## Exercise requirements
A word-for-word restatement of the whole listing is the expected answer.
● ● ● ●
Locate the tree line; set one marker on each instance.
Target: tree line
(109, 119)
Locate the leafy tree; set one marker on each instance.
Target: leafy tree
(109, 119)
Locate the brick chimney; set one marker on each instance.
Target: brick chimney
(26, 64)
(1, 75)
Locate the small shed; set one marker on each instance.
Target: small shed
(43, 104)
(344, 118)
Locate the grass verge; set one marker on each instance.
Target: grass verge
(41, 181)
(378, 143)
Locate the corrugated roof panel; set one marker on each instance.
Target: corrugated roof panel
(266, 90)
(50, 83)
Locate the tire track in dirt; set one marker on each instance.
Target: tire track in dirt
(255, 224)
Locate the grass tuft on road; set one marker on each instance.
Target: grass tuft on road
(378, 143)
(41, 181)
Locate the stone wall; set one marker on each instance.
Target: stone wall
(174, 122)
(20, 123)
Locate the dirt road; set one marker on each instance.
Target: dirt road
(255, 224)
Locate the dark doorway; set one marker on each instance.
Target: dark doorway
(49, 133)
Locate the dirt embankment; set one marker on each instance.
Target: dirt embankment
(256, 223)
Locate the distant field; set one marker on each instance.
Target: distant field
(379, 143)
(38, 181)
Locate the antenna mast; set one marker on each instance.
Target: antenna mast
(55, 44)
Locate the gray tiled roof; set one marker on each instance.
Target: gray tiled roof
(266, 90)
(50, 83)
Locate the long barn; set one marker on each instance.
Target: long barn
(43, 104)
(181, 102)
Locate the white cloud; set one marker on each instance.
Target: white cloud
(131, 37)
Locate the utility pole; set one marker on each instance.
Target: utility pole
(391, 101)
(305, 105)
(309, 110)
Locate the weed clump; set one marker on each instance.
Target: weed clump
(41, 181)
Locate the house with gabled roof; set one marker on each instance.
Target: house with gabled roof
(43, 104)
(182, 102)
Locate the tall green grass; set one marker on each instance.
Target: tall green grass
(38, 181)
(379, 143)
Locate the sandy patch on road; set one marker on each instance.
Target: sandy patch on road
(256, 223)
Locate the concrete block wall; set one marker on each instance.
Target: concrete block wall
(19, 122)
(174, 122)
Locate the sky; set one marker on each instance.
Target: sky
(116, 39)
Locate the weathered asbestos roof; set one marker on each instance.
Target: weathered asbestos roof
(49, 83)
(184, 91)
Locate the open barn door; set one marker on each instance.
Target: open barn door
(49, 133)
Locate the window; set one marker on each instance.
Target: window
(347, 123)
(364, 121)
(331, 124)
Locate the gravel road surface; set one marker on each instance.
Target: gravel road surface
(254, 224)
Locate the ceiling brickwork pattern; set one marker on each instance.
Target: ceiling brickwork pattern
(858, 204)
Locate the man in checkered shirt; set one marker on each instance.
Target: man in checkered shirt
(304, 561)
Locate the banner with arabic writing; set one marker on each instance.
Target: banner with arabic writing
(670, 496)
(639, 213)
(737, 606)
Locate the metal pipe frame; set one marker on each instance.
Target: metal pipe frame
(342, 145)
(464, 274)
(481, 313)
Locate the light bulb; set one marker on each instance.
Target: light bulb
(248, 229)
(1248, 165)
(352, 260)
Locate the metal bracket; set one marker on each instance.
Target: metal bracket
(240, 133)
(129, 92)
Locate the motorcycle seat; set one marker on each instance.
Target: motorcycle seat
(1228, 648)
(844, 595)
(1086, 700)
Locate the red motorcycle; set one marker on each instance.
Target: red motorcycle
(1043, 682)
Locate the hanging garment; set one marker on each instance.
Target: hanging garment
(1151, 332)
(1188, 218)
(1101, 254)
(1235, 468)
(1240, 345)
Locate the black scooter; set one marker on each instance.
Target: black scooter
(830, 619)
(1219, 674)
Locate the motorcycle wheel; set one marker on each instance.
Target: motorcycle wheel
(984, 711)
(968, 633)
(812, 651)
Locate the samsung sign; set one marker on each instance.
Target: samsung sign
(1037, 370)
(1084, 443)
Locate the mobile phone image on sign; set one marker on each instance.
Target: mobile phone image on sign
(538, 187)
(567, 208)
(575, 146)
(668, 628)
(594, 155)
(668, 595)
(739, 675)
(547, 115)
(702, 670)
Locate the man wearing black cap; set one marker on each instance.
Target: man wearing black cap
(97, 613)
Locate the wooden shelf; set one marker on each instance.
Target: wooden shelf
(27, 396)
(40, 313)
● ● ● ●
## Exercise response
Locate the tree line; set one marker on each instance.
Target: tree line
(109, 119)
Locate the leafy tree; set one marker on each instance.
Target: leafy tree
(109, 119)
Locate the brick chimney; set one marker on each instance.
Target: brick chimney
(26, 64)
(1, 75)
Locate the small shed; set one marker on each instance.
Target: small shed
(43, 104)
(344, 118)
Locate the grass verge; set one marker on each instance.
Target: grass verge
(41, 181)
(378, 143)
Locate the corrugated roof panel; set one marker on each instance.
Target: corrugated roof panel
(266, 90)
(50, 83)
Locate the tire track in dirt; set one marker on each instance.
Target: tire track in dirt
(255, 224)
Locate the grass tuft on road; set one marker on each instance.
Target: grass tuft on road
(378, 143)
(41, 181)
Locate the stone wall; set one marker on each instance.
Target: stone wall
(174, 122)
(20, 123)
Locate the dirt road; set one marker on each instance.
Target: dirt road
(255, 224)
Locate the dark doorway; set one marker on each instance.
Target: dark doorway
(49, 133)
Locate the dirt embankment; set one marker on each instance.
Target: dirt embankment
(256, 223)
Locate the distant field; set one marker on each instance.
Target: distant field
(379, 143)
(38, 181)
Locate the antenna mast; set one marker on each instance.
Target: antenna mast
(55, 44)
Locate the gray tiled roof; set one marker on each instance.
Target: gray tiled roof
(266, 90)
(50, 83)
Locate the long barn; set one marker on each instance.
Target: long barn
(43, 104)
(181, 102)
Locate the white cloud; set one marker on each instance.
Target: white cloud
(131, 37)
Locate the utility pole; set one marker on each instance.
Target: utility pole
(391, 101)
(305, 105)
(309, 110)
Locate the weed clump; set one marker on each instance.
Target: weed clump
(41, 181)
Locate the house with gabled roof; set one marker on each instance.
Target: house with gabled roof
(43, 104)
(182, 102)
Locate the tall green grass; set one marker on each instance.
Target: tall green grass
(38, 181)
(379, 143)
Locate the sandy patch on road; set one marker on each instance.
Target: sandy patch on road
(256, 223)
Locate the concrete block wall; set one marker on each instance.
Target: concrete block wall
(19, 122)
(174, 122)
Locate the sky; set one marker on each instance.
Target: sky
(116, 39)
Locate the weathered asbestos roof; set one marker on each instance.
Target: weathered asbestos roof
(49, 83)
(184, 91)
Locate the open barn door; set one marker on each instance.
Target: open barn door
(49, 133)
Locate the window; set one marker on each instance.
Target: window
(347, 123)
(364, 121)
(331, 124)
Locate the gravel road surface; set one marker on each instance.
Target: gravel road surface
(254, 224)
Locate the ceiling brickwork pattern; set one marker on each instance.
Target: ceiling brickwork pattern
(858, 204)
Locate the man in checkered shirt; set one marker on each instance.
Target: man in checkered shirt
(304, 561)
Locate the banner with arabic writing; set one marker on each instance.
Target: banner with arabic writing
(670, 496)
(639, 213)
(737, 606)
Locate the metal pipe frame; set one marker on each instance.
Target: metal pipe frame
(342, 145)
(464, 274)
(481, 313)
Locate the light bulb; set one marker on each instance.
Target: light bulb
(248, 229)
(1248, 165)
(352, 260)
Locate the metal bracket; set one marker on each instance.
Target: metal bracket
(240, 133)
(129, 92)
Locate the motorcycle seat; set one marker on each instance.
Target: motorcycle seat
(1228, 648)
(844, 595)
(1086, 700)
Locate the red motorcycle; set one marker on each instance.
Target: red motorcycle
(1043, 682)
Locate the hanging garment; set one marker on each instance.
Target: hanging garment
(1151, 332)
(1188, 218)
(1101, 254)
(1235, 468)
(1240, 345)
Locate the black scooter; set one marker on each instance.
Target: black scooter
(830, 619)
(1219, 674)
Locate the motorcycle wheel; set one marker on each instance.
Target: motorcycle wheel
(984, 711)
(968, 633)
(812, 651)
Locate the samsung sign; set one marker on each instance.
Target: samsung sign
(1037, 370)
(1084, 443)
Locate the mobile phone image on sign; set one marker on each instance.
Target: mobile phone image on sign
(538, 187)
(567, 208)
(575, 146)
(668, 628)
(594, 155)
(668, 595)
(739, 675)
(547, 115)
(702, 670)
Locate the man wearing black cap; set one marker on each instance.
Target: man wearing black cap
(97, 613)
Locate the wooden shelf; set one marker on each instance.
Target: wooden shelf
(27, 396)
(40, 313)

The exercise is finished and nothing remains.